DATA RECORDS:
************

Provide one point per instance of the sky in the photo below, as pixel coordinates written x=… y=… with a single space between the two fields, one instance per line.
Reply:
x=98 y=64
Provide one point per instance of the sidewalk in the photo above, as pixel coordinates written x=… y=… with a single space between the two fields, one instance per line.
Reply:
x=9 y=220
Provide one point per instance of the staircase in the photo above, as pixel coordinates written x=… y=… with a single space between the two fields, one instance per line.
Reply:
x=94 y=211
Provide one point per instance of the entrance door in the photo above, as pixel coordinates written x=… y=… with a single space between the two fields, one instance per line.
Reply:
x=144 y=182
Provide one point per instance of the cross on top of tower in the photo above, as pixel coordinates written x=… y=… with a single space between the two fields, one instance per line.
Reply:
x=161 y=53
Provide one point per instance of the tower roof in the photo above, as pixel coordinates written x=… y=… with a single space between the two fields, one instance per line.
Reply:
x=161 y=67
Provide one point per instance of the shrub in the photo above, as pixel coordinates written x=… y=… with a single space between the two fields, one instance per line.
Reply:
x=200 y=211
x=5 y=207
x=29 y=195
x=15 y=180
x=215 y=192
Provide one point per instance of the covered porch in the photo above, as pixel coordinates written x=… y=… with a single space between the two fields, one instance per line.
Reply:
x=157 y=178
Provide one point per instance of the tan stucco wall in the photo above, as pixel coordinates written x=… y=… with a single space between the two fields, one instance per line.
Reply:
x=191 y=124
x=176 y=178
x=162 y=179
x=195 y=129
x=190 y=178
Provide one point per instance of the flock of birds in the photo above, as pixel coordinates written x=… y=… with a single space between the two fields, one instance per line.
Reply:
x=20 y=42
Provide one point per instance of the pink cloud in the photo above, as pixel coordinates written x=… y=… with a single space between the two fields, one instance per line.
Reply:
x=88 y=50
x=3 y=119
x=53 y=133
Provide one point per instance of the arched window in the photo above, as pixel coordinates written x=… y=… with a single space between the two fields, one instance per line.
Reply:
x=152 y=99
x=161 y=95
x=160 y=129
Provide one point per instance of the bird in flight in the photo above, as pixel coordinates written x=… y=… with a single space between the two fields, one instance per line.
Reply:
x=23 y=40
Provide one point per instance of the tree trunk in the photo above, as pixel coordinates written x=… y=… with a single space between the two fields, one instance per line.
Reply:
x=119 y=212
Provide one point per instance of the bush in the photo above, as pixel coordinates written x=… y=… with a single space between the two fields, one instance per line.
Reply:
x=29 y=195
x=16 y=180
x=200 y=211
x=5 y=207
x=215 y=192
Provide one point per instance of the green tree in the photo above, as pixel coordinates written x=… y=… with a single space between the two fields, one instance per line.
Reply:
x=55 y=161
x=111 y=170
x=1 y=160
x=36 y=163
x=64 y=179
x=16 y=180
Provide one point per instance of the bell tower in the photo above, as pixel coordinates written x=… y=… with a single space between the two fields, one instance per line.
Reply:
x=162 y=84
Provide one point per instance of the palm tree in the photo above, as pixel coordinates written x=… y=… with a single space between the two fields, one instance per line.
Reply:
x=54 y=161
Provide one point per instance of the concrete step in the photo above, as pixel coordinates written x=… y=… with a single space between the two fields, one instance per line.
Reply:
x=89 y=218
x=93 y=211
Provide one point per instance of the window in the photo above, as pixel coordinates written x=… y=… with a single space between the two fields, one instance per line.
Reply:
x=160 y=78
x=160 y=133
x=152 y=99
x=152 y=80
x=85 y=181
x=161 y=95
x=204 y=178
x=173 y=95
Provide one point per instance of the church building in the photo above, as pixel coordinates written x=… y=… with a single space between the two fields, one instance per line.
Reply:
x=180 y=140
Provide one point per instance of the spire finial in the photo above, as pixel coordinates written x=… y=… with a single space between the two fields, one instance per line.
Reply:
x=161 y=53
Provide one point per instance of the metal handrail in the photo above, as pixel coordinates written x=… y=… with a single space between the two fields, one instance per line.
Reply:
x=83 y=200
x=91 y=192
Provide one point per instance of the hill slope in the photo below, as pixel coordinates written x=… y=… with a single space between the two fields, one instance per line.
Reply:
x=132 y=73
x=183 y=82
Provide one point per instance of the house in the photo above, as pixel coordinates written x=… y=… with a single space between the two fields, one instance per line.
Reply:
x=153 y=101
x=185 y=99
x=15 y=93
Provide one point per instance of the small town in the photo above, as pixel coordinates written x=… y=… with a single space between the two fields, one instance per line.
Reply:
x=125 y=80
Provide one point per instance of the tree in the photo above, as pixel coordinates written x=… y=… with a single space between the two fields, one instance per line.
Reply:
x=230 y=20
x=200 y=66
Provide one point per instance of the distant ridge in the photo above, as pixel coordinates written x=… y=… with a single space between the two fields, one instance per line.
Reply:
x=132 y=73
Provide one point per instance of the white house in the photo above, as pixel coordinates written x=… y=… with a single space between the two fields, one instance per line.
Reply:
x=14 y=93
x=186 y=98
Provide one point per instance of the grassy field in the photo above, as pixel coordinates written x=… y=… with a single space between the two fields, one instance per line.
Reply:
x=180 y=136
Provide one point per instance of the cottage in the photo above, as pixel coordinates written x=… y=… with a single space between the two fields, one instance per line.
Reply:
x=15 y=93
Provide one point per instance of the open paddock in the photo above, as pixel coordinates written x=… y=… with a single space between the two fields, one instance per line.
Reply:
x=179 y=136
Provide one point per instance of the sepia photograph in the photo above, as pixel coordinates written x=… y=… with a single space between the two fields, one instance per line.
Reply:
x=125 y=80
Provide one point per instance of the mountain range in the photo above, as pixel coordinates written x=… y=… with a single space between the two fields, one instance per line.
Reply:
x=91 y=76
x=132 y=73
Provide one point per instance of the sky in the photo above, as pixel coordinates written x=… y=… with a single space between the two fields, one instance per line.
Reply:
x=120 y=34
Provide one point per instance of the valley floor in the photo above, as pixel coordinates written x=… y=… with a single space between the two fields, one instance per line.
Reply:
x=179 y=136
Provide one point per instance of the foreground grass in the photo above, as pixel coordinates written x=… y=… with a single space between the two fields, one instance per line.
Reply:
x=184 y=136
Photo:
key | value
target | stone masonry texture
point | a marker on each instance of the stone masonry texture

************

YOUR INSTRUCTIONS: Your task is to reproduce the entries exactly, starting at the first line and ending with the line containing "Provide one point per instance of the entrance".

YOUR RESPONSE:
Provide one point per instance of the sky in the photo below, as pixel coordinates written x=… y=… with a single space between the two fields, one instance per line.
Reply:
x=98 y=64
Provide one point per instance of the sidewalk in the photo above, as pixel coordinates written x=… y=… with a single space between the two fields, one instance per line.
Reply:
x=9 y=220
Provide one point per instance of the staircase in the photo above, as pixel coordinates written x=… y=… with a single space between the two fields, one instance per line.
Reply:
x=94 y=211
Provide one point per instance of the entrance door in the photo above, as pixel coordinates written x=… y=… with a single space between the two fields, one instance per line.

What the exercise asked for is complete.